WRITTEN PROBLEM: Could you recast the part of the material below that opens with the line containing "segment: <item>low brick wall</item>" and closes with the line containing "4 1000 L 750", both included, as a Markdown table with columns Row and Text? Give each line its own numbered row and leave out blank lines.

◇ ◇ ◇ ◇

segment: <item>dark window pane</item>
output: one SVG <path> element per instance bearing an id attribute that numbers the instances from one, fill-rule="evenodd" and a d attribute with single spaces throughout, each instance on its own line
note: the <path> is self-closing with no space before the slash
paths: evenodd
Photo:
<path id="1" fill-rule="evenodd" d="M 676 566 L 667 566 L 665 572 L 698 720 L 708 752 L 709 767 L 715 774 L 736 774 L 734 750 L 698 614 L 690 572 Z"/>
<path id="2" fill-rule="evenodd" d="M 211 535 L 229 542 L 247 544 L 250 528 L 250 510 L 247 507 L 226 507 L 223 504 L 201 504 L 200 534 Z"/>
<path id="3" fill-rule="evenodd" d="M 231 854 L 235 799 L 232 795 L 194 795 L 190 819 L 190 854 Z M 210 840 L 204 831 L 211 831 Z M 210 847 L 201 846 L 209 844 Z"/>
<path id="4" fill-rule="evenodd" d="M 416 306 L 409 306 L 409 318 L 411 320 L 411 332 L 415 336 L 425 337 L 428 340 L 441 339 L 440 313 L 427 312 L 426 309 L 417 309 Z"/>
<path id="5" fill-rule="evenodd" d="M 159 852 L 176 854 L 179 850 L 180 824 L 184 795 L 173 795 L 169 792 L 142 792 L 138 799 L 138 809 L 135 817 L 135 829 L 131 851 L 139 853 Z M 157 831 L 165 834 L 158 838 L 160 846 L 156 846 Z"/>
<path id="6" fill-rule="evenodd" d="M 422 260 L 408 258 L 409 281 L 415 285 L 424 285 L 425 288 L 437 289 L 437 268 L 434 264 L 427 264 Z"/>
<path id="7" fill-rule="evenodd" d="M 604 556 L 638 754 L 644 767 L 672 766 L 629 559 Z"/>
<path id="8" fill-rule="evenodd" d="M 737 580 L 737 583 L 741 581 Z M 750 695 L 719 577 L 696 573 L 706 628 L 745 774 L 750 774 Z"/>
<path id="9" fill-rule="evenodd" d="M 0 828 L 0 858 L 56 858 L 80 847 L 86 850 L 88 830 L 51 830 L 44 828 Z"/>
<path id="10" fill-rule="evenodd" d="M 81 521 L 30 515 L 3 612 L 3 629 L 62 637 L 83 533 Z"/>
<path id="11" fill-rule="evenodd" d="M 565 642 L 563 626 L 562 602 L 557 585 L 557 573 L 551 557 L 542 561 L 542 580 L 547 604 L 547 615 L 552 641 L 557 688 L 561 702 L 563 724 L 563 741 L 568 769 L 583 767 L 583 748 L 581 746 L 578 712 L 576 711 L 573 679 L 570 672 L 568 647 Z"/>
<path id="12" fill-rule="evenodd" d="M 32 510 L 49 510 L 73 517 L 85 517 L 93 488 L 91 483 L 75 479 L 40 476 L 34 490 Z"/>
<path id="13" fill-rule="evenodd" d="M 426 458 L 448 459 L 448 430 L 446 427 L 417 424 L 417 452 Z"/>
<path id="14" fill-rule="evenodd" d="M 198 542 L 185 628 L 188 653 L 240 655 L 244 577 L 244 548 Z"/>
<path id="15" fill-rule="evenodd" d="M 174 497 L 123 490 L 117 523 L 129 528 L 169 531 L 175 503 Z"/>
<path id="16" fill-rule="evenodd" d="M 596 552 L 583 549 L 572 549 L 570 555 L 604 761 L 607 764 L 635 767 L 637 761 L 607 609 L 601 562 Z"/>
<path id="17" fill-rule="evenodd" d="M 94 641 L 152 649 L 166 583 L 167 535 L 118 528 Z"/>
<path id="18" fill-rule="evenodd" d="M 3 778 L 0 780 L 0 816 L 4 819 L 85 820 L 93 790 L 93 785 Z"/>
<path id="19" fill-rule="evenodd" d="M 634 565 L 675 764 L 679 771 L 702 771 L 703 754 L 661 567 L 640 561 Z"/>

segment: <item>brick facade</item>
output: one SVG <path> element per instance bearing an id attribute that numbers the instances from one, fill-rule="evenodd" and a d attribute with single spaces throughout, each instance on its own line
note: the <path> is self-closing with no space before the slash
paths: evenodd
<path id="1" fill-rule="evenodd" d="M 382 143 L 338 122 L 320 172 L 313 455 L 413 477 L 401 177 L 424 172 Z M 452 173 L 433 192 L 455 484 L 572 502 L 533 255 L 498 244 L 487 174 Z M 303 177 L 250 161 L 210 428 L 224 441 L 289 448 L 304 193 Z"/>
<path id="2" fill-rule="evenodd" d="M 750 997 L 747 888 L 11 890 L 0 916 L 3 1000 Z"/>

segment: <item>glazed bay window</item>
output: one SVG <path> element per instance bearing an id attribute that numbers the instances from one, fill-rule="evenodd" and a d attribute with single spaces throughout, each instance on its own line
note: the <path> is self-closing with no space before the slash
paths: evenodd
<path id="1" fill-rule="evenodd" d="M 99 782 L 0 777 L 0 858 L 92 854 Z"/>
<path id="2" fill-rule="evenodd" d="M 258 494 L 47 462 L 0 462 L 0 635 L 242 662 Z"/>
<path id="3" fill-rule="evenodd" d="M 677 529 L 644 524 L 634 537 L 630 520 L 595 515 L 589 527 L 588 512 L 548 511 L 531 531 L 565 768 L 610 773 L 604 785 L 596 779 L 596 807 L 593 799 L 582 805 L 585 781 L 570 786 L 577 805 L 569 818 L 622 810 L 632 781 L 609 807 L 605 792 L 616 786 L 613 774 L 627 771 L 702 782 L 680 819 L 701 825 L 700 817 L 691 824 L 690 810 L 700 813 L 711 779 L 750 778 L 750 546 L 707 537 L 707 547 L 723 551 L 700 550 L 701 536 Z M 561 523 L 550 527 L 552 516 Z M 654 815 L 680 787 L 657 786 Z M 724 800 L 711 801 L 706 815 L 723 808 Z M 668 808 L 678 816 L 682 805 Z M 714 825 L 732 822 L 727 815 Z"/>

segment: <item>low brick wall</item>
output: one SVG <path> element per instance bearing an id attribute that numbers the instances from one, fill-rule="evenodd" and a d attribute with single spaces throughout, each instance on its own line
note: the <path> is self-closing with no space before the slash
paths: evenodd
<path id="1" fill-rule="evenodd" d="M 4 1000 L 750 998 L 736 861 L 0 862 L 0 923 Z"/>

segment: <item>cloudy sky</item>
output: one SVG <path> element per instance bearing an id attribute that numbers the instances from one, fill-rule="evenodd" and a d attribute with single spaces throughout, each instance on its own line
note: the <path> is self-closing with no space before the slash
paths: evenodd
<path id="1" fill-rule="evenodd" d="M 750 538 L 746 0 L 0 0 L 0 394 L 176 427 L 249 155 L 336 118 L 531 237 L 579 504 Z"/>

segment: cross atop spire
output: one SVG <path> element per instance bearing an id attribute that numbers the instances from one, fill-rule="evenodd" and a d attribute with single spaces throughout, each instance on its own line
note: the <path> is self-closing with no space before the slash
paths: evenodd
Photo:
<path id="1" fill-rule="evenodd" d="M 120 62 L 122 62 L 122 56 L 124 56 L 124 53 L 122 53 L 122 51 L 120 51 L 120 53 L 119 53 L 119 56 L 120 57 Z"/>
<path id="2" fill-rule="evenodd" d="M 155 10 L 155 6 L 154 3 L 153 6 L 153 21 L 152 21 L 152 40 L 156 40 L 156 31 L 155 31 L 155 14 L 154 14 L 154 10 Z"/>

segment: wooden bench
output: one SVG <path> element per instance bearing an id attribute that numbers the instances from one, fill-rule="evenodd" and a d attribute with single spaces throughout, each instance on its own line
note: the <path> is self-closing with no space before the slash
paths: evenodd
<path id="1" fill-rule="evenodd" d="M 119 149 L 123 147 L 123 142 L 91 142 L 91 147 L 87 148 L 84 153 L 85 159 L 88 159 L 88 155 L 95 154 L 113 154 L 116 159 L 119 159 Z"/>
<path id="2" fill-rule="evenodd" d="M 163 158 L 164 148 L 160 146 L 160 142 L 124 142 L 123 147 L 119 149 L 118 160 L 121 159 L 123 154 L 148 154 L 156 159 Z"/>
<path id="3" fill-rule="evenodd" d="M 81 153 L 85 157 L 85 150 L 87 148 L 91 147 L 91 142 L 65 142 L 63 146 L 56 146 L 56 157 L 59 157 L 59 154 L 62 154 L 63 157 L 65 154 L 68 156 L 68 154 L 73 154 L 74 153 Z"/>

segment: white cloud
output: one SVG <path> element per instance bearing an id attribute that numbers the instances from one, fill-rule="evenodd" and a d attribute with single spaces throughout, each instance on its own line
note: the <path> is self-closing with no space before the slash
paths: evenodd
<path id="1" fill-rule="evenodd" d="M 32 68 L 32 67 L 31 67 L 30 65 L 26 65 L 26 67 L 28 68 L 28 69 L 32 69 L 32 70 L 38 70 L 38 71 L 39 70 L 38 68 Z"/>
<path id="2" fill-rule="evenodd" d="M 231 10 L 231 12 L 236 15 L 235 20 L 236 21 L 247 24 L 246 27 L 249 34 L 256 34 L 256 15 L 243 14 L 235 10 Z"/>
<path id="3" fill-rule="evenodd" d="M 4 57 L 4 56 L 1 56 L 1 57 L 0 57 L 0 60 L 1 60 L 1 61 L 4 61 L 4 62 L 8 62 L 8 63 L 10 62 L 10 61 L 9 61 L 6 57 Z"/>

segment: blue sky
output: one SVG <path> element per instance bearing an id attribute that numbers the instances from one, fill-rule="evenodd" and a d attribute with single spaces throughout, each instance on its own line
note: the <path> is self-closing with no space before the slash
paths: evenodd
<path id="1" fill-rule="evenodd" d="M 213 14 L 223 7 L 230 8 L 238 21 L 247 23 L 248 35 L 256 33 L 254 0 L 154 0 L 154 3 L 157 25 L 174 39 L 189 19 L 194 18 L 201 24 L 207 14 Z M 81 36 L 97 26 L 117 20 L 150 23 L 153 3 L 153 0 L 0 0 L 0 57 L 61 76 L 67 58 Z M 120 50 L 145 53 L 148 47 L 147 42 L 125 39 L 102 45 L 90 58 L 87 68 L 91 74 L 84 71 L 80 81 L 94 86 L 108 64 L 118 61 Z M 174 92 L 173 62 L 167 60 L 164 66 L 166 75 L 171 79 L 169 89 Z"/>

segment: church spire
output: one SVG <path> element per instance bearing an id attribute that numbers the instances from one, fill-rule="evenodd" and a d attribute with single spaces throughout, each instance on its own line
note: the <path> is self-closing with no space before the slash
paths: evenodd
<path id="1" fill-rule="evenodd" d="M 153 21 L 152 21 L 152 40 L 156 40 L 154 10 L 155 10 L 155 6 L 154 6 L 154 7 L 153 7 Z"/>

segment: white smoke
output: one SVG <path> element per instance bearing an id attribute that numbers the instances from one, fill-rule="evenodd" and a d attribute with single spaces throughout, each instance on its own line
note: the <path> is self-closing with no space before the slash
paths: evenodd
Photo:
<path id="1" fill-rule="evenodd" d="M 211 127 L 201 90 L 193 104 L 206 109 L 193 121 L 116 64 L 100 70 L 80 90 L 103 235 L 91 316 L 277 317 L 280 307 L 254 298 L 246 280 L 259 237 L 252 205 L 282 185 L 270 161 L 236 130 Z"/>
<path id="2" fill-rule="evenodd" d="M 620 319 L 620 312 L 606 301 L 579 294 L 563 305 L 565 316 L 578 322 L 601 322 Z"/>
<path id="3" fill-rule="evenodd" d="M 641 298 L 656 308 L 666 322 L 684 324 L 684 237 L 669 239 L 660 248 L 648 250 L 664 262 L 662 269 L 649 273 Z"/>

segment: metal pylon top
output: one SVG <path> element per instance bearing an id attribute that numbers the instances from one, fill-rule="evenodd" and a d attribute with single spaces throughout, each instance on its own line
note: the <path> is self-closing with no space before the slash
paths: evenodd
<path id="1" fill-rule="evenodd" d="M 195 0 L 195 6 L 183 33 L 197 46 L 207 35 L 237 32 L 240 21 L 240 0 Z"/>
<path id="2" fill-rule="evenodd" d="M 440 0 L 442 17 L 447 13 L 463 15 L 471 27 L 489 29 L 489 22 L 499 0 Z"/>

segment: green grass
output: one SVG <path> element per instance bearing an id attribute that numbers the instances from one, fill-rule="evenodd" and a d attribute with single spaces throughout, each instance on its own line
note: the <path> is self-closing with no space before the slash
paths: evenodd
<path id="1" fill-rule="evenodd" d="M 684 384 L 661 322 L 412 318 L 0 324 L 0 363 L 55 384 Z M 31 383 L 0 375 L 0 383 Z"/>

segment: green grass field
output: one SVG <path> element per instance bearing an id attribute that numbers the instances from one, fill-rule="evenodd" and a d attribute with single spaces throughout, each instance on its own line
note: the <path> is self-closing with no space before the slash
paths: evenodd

◇ ◇ ◇ ◇

REPLY:
| Row | Text |
|---|---|
| 1 | segment: <item>low brick wall</item> |
| 2 | output: one SVG <path> element per instance bearing an id attribute that numbers the instances from one, fill-rule="evenodd" and a d attribute with single spaces throughout, each instance on its own line |
| 3 | note: the <path> is self-closing with no space before the slash |
| 4 | paths: evenodd |
| 5 | <path id="1" fill-rule="evenodd" d="M 4 1000 L 750 998 L 736 861 L 0 862 L 0 923 Z"/> |